TASK TO COMPLETE: Can you render every line of the items below as a numbered list, skipping blank lines and leaving the pictures out?

↓↓↓

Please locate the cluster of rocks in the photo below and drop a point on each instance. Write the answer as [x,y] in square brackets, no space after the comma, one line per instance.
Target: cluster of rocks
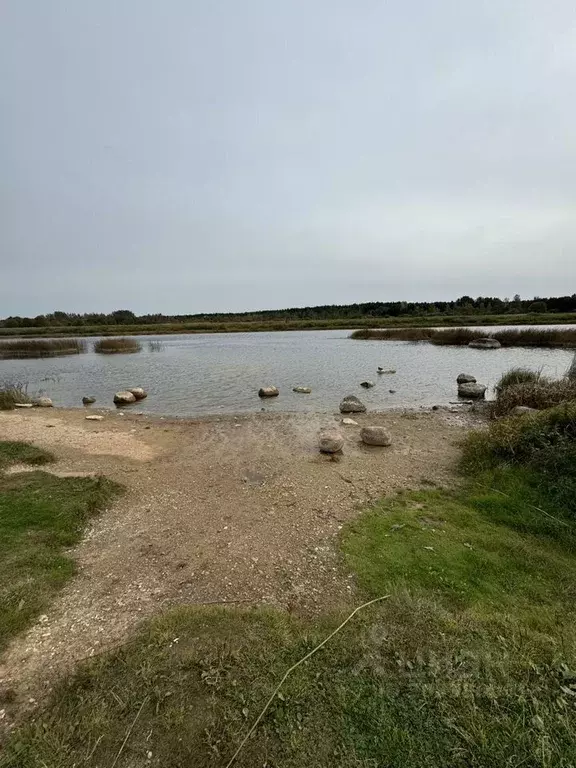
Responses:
[127,396]
[331,440]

↑↑↑

FINISHED EXERCISE:
1. Please locate the cluster of rocks in the photo below and drop a point on each instance. Write the answer as [x,y] in square brackets, no space after the comma, one line per instance.
2. Target: cluster of rocks
3. Responses:
4. [127,396]
5. [331,440]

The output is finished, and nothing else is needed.